*Exercise brief*:
Find every line in the records below that contains the word "white" and copy each one out. Case counts.

*Dataset items*:
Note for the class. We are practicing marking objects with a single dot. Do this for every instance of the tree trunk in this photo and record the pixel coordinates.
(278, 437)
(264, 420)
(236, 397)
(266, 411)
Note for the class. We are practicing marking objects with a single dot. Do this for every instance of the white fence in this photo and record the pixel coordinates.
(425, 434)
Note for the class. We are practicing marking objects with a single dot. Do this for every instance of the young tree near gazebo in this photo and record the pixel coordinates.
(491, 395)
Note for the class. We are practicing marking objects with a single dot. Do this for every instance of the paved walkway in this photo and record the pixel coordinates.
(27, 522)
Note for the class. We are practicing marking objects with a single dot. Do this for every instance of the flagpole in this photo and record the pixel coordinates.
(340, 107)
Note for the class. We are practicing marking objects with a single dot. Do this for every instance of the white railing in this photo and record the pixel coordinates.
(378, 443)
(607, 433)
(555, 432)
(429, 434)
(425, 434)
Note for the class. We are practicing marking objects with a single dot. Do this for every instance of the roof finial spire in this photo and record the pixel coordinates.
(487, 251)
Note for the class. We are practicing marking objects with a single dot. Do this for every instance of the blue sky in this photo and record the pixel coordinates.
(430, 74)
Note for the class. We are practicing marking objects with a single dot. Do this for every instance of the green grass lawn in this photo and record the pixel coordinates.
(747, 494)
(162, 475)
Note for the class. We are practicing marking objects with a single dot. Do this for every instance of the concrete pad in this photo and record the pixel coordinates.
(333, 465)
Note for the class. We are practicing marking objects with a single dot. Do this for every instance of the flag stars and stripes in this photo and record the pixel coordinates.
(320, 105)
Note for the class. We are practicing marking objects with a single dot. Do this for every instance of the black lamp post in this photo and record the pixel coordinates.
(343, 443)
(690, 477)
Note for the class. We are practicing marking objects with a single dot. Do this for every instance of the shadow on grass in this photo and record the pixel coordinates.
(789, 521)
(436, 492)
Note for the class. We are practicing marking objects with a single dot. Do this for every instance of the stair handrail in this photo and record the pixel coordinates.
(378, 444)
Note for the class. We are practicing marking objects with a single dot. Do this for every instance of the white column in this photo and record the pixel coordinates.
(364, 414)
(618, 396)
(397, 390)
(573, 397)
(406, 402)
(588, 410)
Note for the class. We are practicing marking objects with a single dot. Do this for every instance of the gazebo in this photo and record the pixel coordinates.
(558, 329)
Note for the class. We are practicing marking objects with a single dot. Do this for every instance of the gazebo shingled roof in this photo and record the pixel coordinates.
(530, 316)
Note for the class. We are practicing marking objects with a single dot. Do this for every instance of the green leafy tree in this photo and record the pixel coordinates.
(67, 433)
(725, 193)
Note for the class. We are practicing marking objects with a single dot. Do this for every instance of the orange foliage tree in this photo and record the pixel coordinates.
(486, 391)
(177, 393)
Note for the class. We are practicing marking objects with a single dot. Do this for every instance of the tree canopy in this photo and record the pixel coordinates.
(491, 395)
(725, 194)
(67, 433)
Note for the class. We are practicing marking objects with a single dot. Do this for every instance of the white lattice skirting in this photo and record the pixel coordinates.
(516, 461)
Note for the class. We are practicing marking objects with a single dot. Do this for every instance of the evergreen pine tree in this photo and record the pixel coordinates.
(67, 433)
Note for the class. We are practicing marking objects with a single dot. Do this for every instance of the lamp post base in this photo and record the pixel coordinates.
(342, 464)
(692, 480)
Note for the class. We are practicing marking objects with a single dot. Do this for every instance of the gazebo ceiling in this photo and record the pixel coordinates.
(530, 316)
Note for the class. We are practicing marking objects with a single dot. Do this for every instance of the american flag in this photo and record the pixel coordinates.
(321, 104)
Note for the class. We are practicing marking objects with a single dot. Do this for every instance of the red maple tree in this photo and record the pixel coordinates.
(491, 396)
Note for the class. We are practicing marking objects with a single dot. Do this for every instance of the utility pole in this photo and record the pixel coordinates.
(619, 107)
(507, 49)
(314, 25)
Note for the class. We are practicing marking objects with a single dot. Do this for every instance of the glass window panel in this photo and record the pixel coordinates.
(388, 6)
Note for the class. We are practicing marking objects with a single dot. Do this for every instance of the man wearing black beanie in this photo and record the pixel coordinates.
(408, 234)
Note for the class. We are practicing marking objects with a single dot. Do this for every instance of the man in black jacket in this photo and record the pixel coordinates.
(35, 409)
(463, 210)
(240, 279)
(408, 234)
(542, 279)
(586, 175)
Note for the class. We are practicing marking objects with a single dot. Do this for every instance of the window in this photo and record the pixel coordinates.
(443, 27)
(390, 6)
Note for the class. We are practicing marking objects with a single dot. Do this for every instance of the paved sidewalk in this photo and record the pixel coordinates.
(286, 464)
* * *
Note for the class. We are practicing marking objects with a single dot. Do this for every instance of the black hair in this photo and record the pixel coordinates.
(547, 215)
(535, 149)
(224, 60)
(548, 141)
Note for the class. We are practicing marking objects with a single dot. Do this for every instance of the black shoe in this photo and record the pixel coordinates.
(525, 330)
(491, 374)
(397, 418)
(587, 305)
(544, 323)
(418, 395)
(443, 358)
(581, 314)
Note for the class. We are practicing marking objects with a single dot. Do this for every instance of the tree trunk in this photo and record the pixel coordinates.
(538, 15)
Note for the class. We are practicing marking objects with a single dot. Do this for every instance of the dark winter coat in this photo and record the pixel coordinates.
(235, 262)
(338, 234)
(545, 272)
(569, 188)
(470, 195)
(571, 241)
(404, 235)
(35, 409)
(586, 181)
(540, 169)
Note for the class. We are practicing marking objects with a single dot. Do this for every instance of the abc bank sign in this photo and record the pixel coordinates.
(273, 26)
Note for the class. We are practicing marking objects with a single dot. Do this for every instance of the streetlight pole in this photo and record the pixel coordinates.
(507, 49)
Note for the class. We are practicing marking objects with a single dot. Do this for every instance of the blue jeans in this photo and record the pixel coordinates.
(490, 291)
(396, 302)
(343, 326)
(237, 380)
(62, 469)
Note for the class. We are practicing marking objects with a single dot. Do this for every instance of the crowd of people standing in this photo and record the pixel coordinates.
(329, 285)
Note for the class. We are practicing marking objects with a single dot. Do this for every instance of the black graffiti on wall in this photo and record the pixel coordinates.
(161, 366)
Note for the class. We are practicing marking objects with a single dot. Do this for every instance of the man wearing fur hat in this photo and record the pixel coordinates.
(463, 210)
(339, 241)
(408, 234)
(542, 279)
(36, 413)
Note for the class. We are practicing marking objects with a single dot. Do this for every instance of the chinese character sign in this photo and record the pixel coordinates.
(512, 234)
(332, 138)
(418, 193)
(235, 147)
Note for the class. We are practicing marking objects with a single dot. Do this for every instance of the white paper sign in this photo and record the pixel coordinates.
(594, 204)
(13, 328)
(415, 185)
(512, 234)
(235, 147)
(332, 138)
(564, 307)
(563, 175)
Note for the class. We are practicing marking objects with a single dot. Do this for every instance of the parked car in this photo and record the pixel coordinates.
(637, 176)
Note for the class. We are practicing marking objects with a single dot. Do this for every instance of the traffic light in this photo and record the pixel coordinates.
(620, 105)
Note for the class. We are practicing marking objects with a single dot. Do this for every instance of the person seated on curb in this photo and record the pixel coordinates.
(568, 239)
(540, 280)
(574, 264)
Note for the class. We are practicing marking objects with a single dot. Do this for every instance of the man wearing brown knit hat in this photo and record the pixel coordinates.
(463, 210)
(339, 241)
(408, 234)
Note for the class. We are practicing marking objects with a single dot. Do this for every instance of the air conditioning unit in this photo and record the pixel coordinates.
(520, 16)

*Full output*:
Note for the class. We are practicing marking objects with a single dot. Do this for every instance of the white fence in this photo and record the pixel coordinates.
Note for the class. We are practicing marking objects with a single dot. Do this for every instance of the white railing in this photo and record the pixel coordinates.
Note for the class. We are practicing marking objects with a single dot. Do this for every instance of the white column in this photo and record the pixel coordinates.
Note for the class. We are practicing marking objects with a single dot. Do this for every instance of the white lattice skirting in this photo and record the pixel coordinates.
Note for the class. We are practicing marking objects with a single dot. Do this for every instance of the white paper sign in this photo and record the pixel coordinates.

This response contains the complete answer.